● **What you need to do**: Find every line below with the string "chrome" and pick it out.

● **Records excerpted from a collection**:
☆ ☆ ☆

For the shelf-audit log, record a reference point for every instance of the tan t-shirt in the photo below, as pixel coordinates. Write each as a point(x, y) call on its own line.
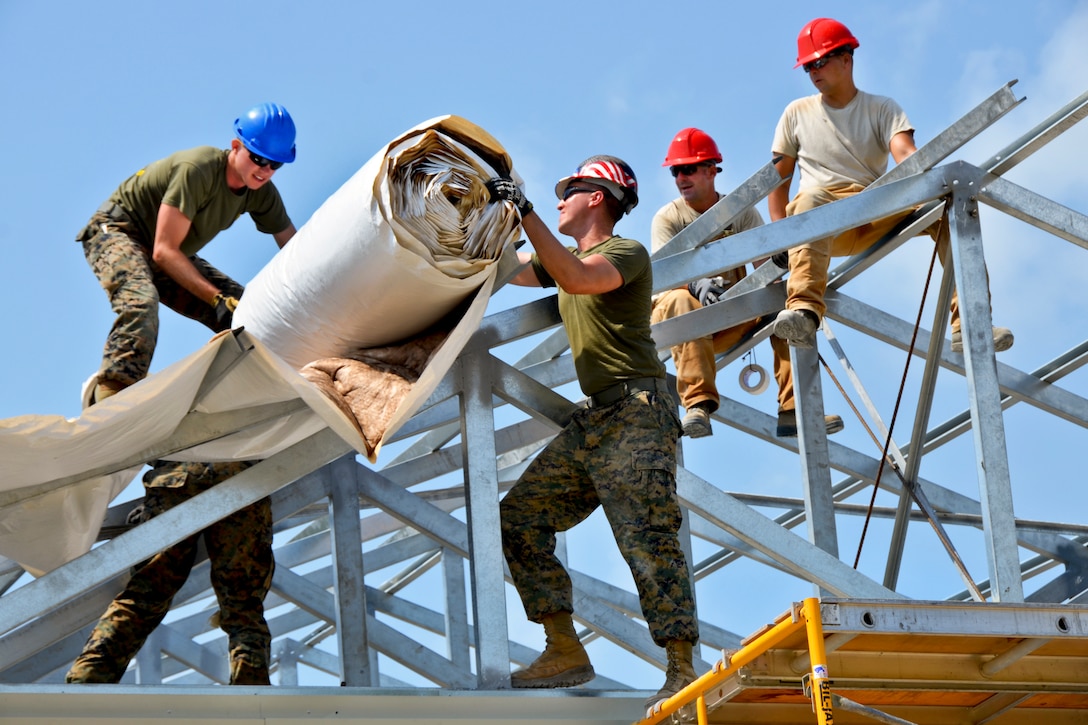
point(839, 146)
point(677, 214)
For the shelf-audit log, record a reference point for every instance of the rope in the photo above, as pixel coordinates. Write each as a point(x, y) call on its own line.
point(894, 415)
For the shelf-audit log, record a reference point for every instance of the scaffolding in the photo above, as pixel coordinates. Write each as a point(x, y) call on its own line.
point(357, 542)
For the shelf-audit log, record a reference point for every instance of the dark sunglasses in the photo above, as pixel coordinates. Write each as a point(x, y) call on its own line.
point(571, 191)
point(261, 161)
point(819, 62)
point(685, 169)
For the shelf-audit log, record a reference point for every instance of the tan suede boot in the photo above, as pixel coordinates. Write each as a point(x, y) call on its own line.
point(106, 389)
point(564, 663)
point(679, 673)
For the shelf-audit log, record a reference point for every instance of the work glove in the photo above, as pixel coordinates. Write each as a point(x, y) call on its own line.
point(505, 189)
point(224, 308)
point(708, 290)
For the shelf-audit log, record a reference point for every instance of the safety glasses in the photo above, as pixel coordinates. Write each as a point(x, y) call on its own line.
point(571, 191)
point(685, 169)
point(819, 62)
point(261, 161)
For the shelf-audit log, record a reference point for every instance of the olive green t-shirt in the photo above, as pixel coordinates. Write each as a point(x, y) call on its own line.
point(195, 182)
point(609, 333)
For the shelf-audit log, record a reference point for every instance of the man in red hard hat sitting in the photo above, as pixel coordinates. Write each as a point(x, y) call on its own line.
point(840, 139)
point(693, 160)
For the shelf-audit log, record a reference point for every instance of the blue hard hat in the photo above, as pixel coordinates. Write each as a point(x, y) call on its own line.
point(267, 130)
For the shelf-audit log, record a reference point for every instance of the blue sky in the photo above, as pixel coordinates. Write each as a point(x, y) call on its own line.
point(93, 91)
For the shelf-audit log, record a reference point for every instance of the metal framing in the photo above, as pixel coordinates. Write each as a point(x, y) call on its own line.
point(372, 590)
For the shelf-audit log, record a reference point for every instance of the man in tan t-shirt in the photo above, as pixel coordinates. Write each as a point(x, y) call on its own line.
point(840, 139)
point(693, 160)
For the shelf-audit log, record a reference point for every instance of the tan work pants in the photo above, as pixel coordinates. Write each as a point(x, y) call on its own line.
point(810, 262)
point(694, 359)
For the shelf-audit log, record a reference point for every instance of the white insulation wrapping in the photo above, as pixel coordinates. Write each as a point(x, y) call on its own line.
point(398, 246)
point(407, 241)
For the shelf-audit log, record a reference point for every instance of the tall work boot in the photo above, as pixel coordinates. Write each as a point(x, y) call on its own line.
point(679, 673)
point(564, 663)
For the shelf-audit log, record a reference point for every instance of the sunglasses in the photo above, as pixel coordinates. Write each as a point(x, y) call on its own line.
point(685, 169)
point(819, 62)
point(261, 161)
point(571, 191)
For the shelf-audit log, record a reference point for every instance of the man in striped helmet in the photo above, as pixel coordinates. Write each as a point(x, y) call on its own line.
point(619, 451)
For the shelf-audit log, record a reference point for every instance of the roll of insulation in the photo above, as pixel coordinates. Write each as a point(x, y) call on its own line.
point(395, 249)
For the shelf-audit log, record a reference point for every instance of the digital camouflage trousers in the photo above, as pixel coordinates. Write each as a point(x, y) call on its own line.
point(135, 286)
point(239, 551)
point(622, 458)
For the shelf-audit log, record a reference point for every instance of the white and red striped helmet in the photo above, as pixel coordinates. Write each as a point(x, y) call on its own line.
point(607, 172)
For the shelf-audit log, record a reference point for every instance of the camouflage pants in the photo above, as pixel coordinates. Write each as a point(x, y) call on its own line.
point(621, 457)
point(135, 286)
point(239, 549)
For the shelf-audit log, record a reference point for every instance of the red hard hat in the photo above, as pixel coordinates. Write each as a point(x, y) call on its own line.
point(692, 146)
point(820, 36)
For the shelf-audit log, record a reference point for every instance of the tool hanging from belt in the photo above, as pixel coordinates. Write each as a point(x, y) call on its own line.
point(621, 390)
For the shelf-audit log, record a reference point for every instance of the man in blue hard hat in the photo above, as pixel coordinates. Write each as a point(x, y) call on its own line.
point(143, 242)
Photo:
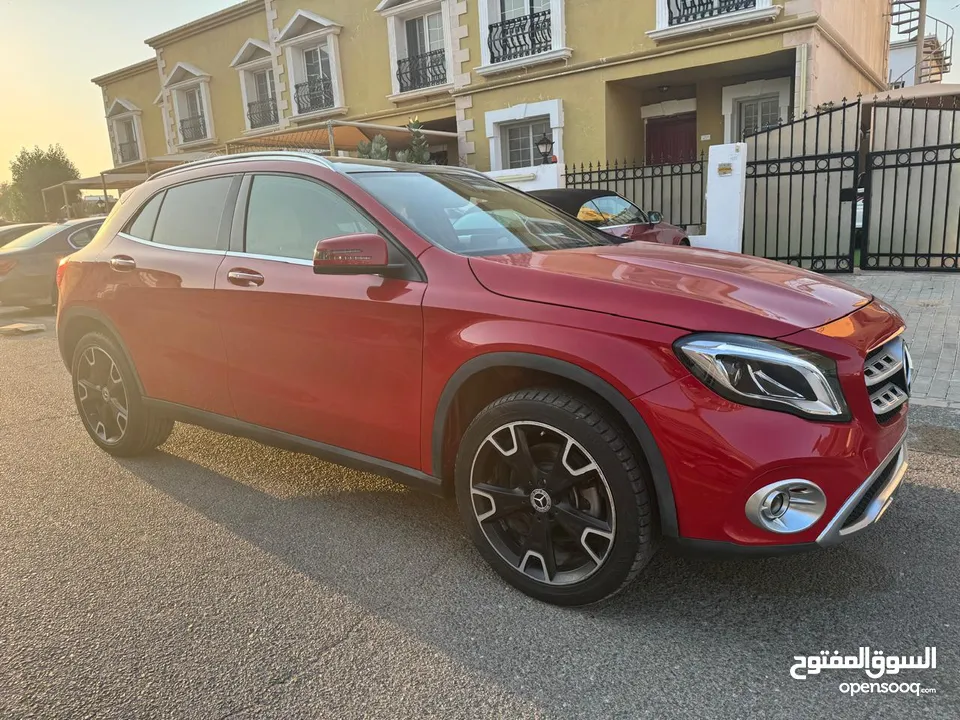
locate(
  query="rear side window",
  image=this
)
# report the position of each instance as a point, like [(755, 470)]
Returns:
[(190, 215), (142, 226), (288, 216)]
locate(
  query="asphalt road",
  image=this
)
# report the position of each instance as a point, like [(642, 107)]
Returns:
[(219, 578)]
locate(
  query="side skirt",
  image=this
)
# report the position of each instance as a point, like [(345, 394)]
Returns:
[(285, 441)]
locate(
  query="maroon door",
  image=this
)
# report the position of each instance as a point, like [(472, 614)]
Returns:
[(672, 139)]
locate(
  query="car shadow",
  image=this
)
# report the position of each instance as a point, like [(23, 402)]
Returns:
[(404, 557)]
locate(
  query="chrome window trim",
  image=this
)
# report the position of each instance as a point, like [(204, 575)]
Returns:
[(150, 243), (834, 532), (271, 258)]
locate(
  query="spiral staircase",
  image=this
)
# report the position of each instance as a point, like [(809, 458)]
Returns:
[(908, 23)]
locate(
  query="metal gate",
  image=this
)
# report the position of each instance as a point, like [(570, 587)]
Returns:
[(801, 189), (912, 188)]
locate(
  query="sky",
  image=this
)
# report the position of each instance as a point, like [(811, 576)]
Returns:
[(49, 50)]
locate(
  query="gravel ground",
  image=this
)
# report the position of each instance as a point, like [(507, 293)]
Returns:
[(220, 578)]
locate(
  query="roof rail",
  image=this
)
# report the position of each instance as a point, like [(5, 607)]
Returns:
[(257, 155)]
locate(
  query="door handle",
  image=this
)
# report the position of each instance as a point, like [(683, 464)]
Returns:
[(245, 278), (123, 263)]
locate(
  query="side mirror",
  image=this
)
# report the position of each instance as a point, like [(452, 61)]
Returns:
[(359, 254)]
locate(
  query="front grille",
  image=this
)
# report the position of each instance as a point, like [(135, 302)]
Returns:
[(887, 374), (879, 484)]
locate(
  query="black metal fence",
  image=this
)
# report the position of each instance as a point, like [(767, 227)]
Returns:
[(520, 37), (684, 11), (676, 190), (800, 204), (314, 94), (422, 71), (911, 187)]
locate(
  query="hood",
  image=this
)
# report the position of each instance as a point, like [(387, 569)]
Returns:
[(697, 290)]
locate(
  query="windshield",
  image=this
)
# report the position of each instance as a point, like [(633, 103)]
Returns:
[(32, 238), (472, 215)]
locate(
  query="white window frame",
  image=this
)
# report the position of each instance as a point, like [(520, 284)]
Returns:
[(765, 10), (396, 13), (733, 95), (294, 40), (497, 121), (121, 111), (248, 65), (196, 80), (489, 11)]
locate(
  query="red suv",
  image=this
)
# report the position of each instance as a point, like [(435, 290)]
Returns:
[(582, 396)]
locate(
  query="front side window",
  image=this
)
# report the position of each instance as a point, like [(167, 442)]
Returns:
[(611, 211), (472, 215), (520, 143), (288, 216), (190, 215)]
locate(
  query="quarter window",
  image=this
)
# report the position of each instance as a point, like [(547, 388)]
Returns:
[(191, 214), (143, 224), (287, 217)]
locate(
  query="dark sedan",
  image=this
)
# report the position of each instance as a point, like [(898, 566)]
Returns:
[(28, 265), (12, 232), (614, 214)]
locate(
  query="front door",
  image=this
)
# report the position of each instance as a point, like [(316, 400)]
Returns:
[(160, 292), (672, 139), (334, 359)]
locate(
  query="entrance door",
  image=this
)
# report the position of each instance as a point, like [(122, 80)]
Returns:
[(672, 139)]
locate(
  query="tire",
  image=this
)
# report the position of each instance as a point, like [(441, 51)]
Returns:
[(600, 485), (100, 367)]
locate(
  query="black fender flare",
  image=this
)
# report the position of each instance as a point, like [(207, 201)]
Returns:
[(585, 378), (71, 315)]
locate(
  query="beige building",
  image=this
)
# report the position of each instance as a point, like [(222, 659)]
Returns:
[(657, 80)]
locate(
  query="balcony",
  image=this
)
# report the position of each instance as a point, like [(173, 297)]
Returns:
[(520, 37), (681, 17), (129, 152), (422, 71), (313, 95), (193, 129), (262, 113)]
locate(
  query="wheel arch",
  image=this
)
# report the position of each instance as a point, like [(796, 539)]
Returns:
[(74, 323), (574, 376)]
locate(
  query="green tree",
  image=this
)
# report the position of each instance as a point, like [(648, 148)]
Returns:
[(10, 204), (376, 150), (419, 152), (34, 170)]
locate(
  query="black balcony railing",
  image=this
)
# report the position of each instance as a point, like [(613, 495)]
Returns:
[(520, 37), (422, 71), (262, 113), (684, 11), (315, 94), (129, 152), (193, 129)]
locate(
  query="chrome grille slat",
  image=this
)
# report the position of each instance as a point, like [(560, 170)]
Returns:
[(886, 374), (888, 398)]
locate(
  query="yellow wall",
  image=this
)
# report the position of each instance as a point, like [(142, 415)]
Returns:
[(142, 90), (212, 51)]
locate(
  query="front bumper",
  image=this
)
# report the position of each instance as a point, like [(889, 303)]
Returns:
[(870, 501)]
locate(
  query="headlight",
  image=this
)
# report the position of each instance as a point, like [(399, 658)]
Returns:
[(766, 374)]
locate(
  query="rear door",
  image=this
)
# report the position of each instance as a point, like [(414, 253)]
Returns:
[(160, 293), (335, 359)]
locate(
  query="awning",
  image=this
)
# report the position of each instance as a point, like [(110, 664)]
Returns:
[(331, 136)]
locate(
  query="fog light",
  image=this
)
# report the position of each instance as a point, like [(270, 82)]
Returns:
[(788, 506)]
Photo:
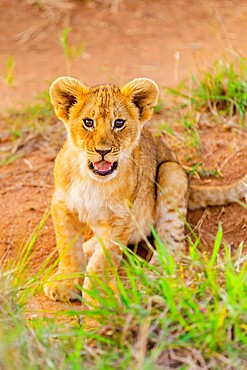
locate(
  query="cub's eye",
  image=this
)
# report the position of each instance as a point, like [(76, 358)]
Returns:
[(88, 122), (119, 123)]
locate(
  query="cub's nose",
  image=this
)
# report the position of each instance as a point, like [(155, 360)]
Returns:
[(102, 151)]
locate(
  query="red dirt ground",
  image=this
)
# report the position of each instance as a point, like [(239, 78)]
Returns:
[(162, 40)]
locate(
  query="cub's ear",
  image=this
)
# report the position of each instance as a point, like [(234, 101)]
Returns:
[(64, 93), (144, 93)]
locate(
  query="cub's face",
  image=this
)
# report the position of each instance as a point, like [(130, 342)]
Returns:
[(104, 121)]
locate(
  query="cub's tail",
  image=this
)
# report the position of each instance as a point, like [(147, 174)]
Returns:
[(203, 196)]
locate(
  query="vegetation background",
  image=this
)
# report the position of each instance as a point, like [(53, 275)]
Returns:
[(186, 316)]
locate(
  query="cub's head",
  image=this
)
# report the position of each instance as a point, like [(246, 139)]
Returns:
[(104, 121)]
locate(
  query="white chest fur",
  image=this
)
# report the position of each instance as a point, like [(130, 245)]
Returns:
[(94, 202)]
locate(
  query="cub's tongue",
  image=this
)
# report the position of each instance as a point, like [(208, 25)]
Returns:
[(103, 166)]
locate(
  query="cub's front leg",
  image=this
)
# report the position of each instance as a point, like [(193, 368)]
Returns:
[(62, 286), (103, 256), (171, 207)]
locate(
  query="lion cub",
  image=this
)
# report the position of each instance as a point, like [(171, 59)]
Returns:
[(113, 179)]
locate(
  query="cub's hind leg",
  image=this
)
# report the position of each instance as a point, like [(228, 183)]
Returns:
[(171, 207), (62, 286)]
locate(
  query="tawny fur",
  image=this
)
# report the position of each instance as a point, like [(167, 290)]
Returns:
[(94, 215)]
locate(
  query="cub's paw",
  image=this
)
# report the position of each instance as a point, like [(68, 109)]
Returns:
[(58, 288)]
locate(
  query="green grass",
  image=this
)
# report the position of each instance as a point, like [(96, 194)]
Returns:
[(220, 90), (174, 316), (182, 315)]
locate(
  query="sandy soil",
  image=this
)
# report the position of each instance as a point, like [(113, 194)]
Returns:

☆ ☆ ☆

● **Answer area**:
  query="chrome window trim",
  query="chrome grille slat",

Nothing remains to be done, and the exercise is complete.